> **Passage provided**:
════════════════════

A LOCOMOBILE RUNS AWAY.

The New York Times
February 17, 1900


Without a Driver It Backs Recklessly Into Broadway, Snaps Off a Lamppost, and Injures a Man.

Who or what started it isn't exactly a matter of record.  It may have been the three small boys vaguely described by the prisoner, or an ambitious longing on the part of the locomobile to advertise its maker just as its electric-driven prototype did in Union Square a month ago, or the fact that it was a companion to the locomobiles nightly driven "'Round New Yotk in Eighty Minutes" on the stage of Koster & Bial's, may have determined it to get 'round New York in slightly less time.

Ambitious as its start was, it didn't cover any considerable portion of Manhattan, but its half block career put some decided results to its credit.  There is one less locomobile and a lamppost has prematurely retired from active business, while the New York Hospital has a new patient whose injuries include a scalp wound, contusions of the head, a lacerated wound of the right leg, and internal injuries.

════════════════════

> **Listed entries**:
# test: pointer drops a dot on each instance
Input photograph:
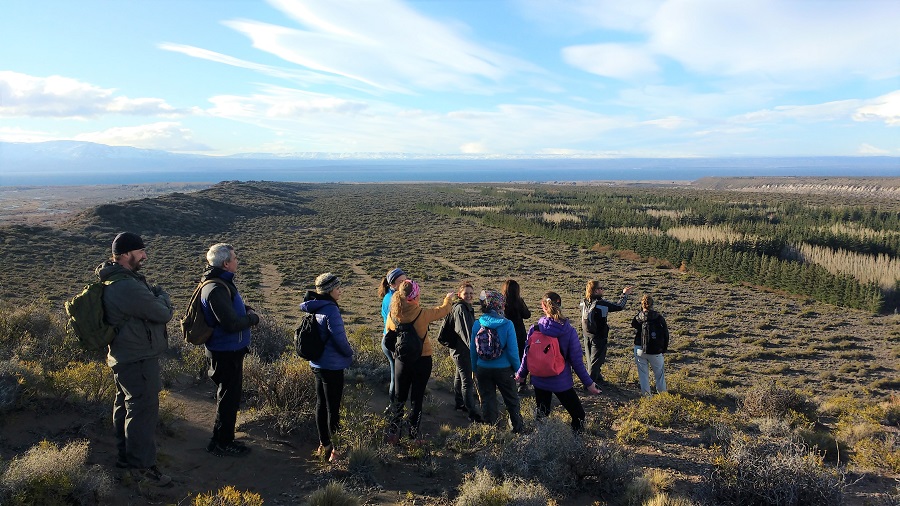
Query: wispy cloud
(168, 136)
(64, 97)
(620, 61)
(382, 44)
(885, 108)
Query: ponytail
(553, 304)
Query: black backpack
(308, 338)
(408, 347)
(447, 335)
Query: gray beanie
(125, 242)
(327, 282)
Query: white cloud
(17, 134)
(671, 123)
(620, 61)
(63, 97)
(884, 108)
(798, 41)
(168, 136)
(868, 149)
(381, 44)
(584, 15)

════════════════════

> **Exercise instructions**:
(A) In the article about the runaway locomobile, which hospital has the new patient?
(B) Set down the part of the runaway locomobile article starting with "Without a Driver" and going on through "slightly less time.".
(C) Write the next part of the runaway locomobile article, picking up after its last sentence.

> **Your responses**:
(A) The New York Hospital.

(B)
Without a Driver It Backs Recklessly Into Broadway, Snaps Off a Lamppost, and Injures a Man.

Who or what started it isn't exactly a matter of record.  It may have been the three small boys vaguely described by the prisoner, or an ambitious longing on the part of the locomobile to advertise its maker just as its electric-driven prototype did in Union Square a month ago, or the fact that it was a companion to the locomobiles nightly driven "'Round New Yotk in Eighty Minutes" on the stage of Koster & Bial's, may have determined it to get 'round New York in slightly less time.

(C)
Joseph H. McDuffee, a brother of "Eddie," the bicycle rider, and employed by the American Locomobile Company, rode up to the stage door of Koster & Bial's, in Thirty-fifth Street, in a locomobile yesterday afternoon.  Reversing the levers so that the machine could not be started forward he left it in the street.  While he was inside preparing the theatre's two locomobiles for their night's stage trip around the town his own outside decided to go on a jaunt of its own.  It started backward toward Broadway, at first keeping close to the curbing, but as its speed increased to a twenty-mile clip its course became more irregular.

Policeman Tyndall of the Broadway squad, at Thirty-fifth street, saw it coming.  A Broadway car and three heavy wagons were then at Broadway and Thirty-fifth Street.

"Look out!  Look out!  Clear the way there!" yelled Tyndall as the locomobile came on its wiggling course headed uncertainly toward the middle of Broadway.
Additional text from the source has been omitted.